## [Work request]
Turn the paragraph of the news story below on Texas unemployment relief that opens with "AUSTIN (Nexstar)" into a short list of its main facts.

AUSTIN (Nexstar) — One of the nearly 200 bills headed to the governor’s desk at the end of this special session, Senate Bill 8 lays out how Texas will spend $16 billion in federal COVID-19 relief. More than $7.2 billion will go to the state’s unemployment insurance fund.
But that won’t solve all of the issues that resulted from a record number of Texans applying for unemployment benefits through the Texas Workforce Commission during the pandemic.
“I’m over here worried about like how I’m going to keep the lights on, you know,” Steve Smith said. He’s been trying to get a hold of someone at the TWC for months.
“I got somebody who said, ‘Okay, I’ve put in a ticket, somebody should be contacting you.’ It took them like a month and a half to finally call me, and I missed the phone call,” Smith said.
The TWC processed 948% more unemployment claims in 2020 compared to 2019.
“We saw about eight years worth of unemployment insurance claims; there’s really no precedent for that kind of level of claims,” James Bernsen with the TWC explained.
To respond to the massive spike, the TWC added contract call centers and revamped its website.
But the $7.2 billion won’t be going toward extra permanent staff. It’s acting as a bandage.
“It, first of all, replenishes that money that we borrowed from the federal government, pays that loan back. And it also gets us back to the stable level — the floor of money that we’re required by the law to have,” Bernsen explained.
He said if they didn’t do this, the state would have to tax businesses more to replenish the fund.
Lawmakers say this is just a starting point.
“We need to make sure that we do keep the Texas Workforce Commission adequately staffed, because the initial problem that we had was that many people weren’t able to get through to the Workforce Commission. They were woefully understaffed,” State Rep. Ron Reynolds (D-Missouri City) said, explaining that could be a goal for lawmakers next regular session.

## [Recorded data]

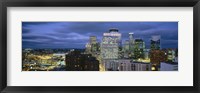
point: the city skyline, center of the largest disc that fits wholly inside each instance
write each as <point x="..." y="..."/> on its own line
<point x="76" y="34"/>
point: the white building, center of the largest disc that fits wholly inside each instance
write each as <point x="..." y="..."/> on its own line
<point x="169" y="66"/>
<point x="140" y="66"/>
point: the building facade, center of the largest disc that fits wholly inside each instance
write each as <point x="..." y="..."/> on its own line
<point x="155" y="42"/>
<point x="139" y="49"/>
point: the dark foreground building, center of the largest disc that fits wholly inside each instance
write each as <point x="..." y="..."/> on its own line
<point x="75" y="61"/>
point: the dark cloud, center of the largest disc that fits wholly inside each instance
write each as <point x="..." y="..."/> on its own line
<point x="76" y="34"/>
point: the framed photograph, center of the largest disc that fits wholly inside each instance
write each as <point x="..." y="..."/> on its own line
<point x="99" y="46"/>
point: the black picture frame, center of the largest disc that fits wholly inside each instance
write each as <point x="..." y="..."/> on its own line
<point x="100" y="3"/>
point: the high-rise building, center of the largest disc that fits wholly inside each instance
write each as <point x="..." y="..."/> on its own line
<point x="110" y="46"/>
<point x="76" y="61"/>
<point x="88" y="48"/>
<point x="126" y="49"/>
<point x="93" y="43"/>
<point x="168" y="66"/>
<point x="131" y="45"/>
<point x="155" y="42"/>
<point x="139" y="47"/>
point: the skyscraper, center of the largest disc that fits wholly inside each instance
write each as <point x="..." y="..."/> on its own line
<point x="155" y="42"/>
<point x="93" y="43"/>
<point x="131" y="45"/>
<point x="139" y="48"/>
<point x="110" y="44"/>
<point x="110" y="49"/>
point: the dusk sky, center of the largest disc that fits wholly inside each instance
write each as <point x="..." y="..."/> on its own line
<point x="76" y="34"/>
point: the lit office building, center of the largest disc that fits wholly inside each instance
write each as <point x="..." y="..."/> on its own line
<point x="88" y="48"/>
<point x="169" y="66"/>
<point x="110" y="49"/>
<point x="146" y="53"/>
<point x="75" y="61"/>
<point x="171" y="55"/>
<point x="124" y="65"/>
<point x="131" y="45"/>
<point x="139" y="47"/>
<point x="110" y="44"/>
<point x="140" y="66"/>
<point x="127" y="65"/>
<point x="155" y="42"/>
<point x="111" y="65"/>
<point x="93" y="43"/>
<point x="126" y="49"/>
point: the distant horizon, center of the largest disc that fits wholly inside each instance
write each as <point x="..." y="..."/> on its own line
<point x="74" y="35"/>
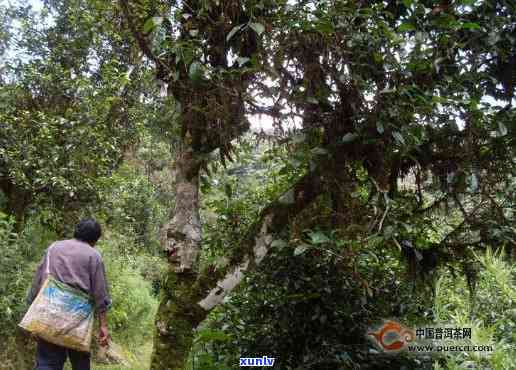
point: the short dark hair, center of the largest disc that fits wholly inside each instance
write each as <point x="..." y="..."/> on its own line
<point x="88" y="230"/>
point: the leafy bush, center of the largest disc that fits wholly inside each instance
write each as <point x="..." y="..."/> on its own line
<point x="491" y="313"/>
<point x="134" y="305"/>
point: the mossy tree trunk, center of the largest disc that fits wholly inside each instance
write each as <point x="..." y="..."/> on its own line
<point x="188" y="296"/>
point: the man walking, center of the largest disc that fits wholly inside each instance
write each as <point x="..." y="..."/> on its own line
<point x="77" y="263"/>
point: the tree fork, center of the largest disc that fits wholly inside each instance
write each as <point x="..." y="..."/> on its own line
<point x="188" y="297"/>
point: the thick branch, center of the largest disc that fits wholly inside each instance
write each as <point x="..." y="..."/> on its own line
<point x="257" y="242"/>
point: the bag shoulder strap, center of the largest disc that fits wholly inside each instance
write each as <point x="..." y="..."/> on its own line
<point x="47" y="270"/>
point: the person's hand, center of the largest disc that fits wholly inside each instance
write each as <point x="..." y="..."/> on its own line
<point x="103" y="336"/>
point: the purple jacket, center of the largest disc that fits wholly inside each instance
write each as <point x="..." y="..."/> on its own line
<point x="77" y="264"/>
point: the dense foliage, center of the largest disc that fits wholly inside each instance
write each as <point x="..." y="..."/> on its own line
<point x="379" y="191"/>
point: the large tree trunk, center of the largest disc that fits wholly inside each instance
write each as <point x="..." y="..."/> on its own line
<point x="188" y="296"/>
<point x="180" y="238"/>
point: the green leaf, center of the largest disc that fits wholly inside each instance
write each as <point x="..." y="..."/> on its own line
<point x="257" y="27"/>
<point x="319" y="151"/>
<point x="473" y="183"/>
<point x="233" y="32"/>
<point x="349" y="137"/>
<point x="405" y="27"/>
<point x="502" y="130"/>
<point x="471" y="26"/>
<point x="195" y="71"/>
<point x="398" y="137"/>
<point x="380" y="128"/>
<point x="278" y="243"/>
<point x="318" y="237"/>
<point x="151" y="23"/>
<point x="300" y="249"/>
<point x="242" y="60"/>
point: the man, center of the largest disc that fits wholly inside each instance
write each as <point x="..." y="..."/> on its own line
<point x="77" y="263"/>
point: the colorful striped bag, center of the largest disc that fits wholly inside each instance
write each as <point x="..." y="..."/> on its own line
<point x="61" y="314"/>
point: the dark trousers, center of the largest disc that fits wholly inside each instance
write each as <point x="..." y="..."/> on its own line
<point x="52" y="357"/>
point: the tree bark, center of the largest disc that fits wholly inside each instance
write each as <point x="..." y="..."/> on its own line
<point x="188" y="296"/>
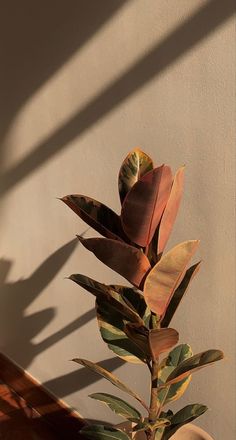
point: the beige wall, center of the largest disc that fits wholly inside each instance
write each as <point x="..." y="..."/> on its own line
<point x="83" y="82"/>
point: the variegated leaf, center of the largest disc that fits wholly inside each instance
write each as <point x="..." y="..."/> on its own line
<point x="161" y="340"/>
<point x="111" y="326"/>
<point x="167" y="274"/>
<point x="119" y="406"/>
<point x="171" y="210"/>
<point x="126" y="260"/>
<point x="139" y="336"/>
<point x="96" y="214"/>
<point x="136" y="164"/>
<point x="174" y="391"/>
<point x="106" y="294"/>
<point x="110" y="377"/>
<point x="179" y="293"/>
<point x="101" y="432"/>
<point x="144" y="205"/>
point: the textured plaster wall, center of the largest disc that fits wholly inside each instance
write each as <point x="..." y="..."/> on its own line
<point x="82" y="83"/>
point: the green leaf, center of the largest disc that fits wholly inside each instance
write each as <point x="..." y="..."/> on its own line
<point x="161" y="340"/>
<point x="166" y="275"/>
<point x="185" y="415"/>
<point x="136" y="164"/>
<point x="126" y="260"/>
<point x="145" y="425"/>
<point x="139" y="336"/>
<point x="179" y="293"/>
<point x="95" y="214"/>
<point x="118" y="405"/>
<point x="111" y="325"/>
<point x="171" y="210"/>
<point x="110" y="377"/>
<point x="194" y="363"/>
<point x="101" y="432"/>
<point x="106" y="294"/>
<point x="178" y="355"/>
<point x="174" y="391"/>
<point x="144" y="205"/>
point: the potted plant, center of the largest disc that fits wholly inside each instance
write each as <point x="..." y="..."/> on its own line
<point x="134" y="320"/>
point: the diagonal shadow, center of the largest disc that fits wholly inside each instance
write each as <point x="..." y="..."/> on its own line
<point x="178" y="43"/>
<point x="77" y="380"/>
<point x="36" y="38"/>
<point x="18" y="330"/>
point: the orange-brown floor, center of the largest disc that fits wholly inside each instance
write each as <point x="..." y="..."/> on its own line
<point x="20" y="422"/>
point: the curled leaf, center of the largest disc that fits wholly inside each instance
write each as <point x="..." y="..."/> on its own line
<point x="126" y="260"/>
<point x="161" y="340"/>
<point x="144" y="204"/>
<point x="166" y="275"/>
<point x="96" y="214"/>
<point x="171" y="210"/>
<point x="179" y="293"/>
<point x="136" y="164"/>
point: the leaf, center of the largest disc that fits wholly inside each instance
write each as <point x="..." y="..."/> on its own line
<point x="118" y="405"/>
<point x="139" y="335"/>
<point x="164" y="278"/>
<point x="185" y="415"/>
<point x="95" y="214"/>
<point x="171" y="210"/>
<point x="176" y="390"/>
<point x="145" y="425"/>
<point x="110" y="377"/>
<point x="126" y="260"/>
<point x="194" y="363"/>
<point x="106" y="294"/>
<point x="174" y="358"/>
<point x="135" y="299"/>
<point x="188" y="414"/>
<point x="101" y="432"/>
<point x="144" y="205"/>
<point x="179" y="293"/>
<point x="136" y="164"/>
<point x="111" y="326"/>
<point x="178" y="355"/>
<point x="161" y="340"/>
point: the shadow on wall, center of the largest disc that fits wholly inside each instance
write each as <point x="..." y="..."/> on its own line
<point x="77" y="380"/>
<point x="18" y="330"/>
<point x="177" y="43"/>
<point x="36" y="40"/>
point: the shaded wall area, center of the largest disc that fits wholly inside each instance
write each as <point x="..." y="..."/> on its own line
<point x="81" y="84"/>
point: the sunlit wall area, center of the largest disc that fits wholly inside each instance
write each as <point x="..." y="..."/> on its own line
<point x="83" y="83"/>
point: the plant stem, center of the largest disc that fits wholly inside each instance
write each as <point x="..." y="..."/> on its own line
<point x="153" y="398"/>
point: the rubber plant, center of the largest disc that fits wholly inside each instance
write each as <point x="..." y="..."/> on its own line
<point x="134" y="319"/>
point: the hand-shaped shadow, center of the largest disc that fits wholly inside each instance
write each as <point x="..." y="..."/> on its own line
<point x="18" y="330"/>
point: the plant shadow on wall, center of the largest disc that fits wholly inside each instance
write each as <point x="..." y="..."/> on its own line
<point x="37" y="38"/>
<point x="181" y="40"/>
<point x="18" y="329"/>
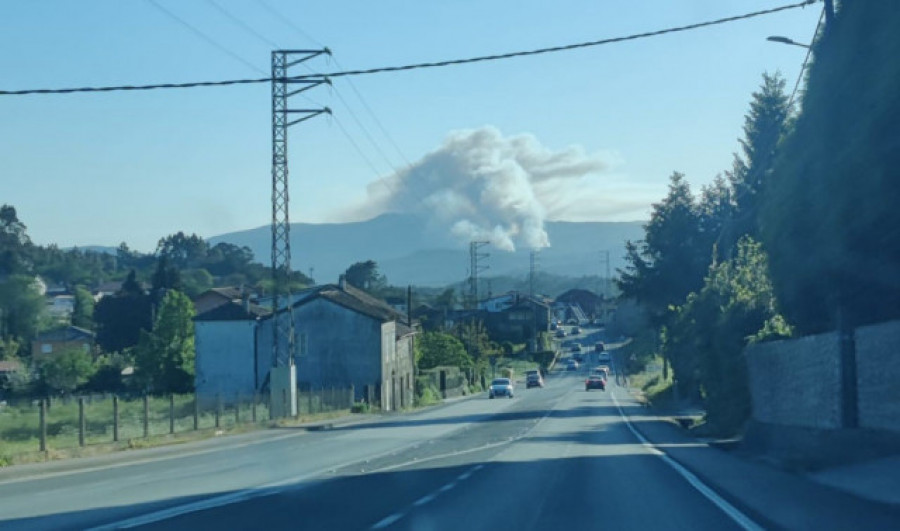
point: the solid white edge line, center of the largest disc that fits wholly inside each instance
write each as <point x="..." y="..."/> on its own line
<point x="733" y="512"/>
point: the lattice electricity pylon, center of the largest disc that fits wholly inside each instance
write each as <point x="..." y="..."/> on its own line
<point x="282" y="89"/>
<point x="474" y="269"/>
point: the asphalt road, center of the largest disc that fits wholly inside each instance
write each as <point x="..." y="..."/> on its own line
<point x="550" y="458"/>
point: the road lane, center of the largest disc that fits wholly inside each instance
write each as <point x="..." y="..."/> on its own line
<point x="569" y="461"/>
<point x="93" y="497"/>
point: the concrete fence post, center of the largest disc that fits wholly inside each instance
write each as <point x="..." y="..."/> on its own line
<point x="81" y="421"/>
<point x="146" y="415"/>
<point x="115" y="418"/>
<point x="171" y="413"/>
<point x="196" y="412"/>
<point x="218" y="409"/>
<point x="43" y="425"/>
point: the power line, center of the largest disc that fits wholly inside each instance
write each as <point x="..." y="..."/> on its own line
<point x="415" y="66"/>
<point x="243" y="25"/>
<point x="806" y="61"/>
<point x="196" y="32"/>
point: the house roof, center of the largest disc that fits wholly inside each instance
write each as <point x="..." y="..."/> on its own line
<point x="69" y="333"/>
<point x="233" y="311"/>
<point x="10" y="366"/>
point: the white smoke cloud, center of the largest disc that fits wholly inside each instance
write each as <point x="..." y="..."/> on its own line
<point x="480" y="185"/>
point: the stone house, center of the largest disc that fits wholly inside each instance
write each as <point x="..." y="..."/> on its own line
<point x="342" y="337"/>
<point x="54" y="341"/>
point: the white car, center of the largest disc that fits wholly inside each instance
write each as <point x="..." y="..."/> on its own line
<point x="501" y="387"/>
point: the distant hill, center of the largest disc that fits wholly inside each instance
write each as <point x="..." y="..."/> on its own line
<point x="408" y="252"/>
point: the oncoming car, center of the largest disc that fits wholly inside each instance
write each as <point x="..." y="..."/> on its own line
<point x="595" y="382"/>
<point x="501" y="387"/>
<point x="533" y="379"/>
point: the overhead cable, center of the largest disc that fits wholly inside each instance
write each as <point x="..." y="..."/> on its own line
<point x="418" y="66"/>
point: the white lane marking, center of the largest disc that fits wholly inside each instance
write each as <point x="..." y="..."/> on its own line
<point x="733" y="512"/>
<point x="388" y="521"/>
<point x="428" y="498"/>
<point x="424" y="499"/>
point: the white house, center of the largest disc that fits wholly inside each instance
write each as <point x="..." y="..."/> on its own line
<point x="343" y="337"/>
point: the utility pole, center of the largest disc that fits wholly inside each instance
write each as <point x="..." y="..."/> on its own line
<point x="283" y="116"/>
<point x="474" y="268"/>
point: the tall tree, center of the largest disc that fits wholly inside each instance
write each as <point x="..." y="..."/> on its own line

## [Solution to the exercise]
- Senate Bill 8 is one of nearly 200 bills going to the governor's desk at the end of the special session.
- It sets out how Texas will spend $16 billion in federal COVID-19 relief.
- More than $7.2 billion of that will go to the state's unemployment insurance fund.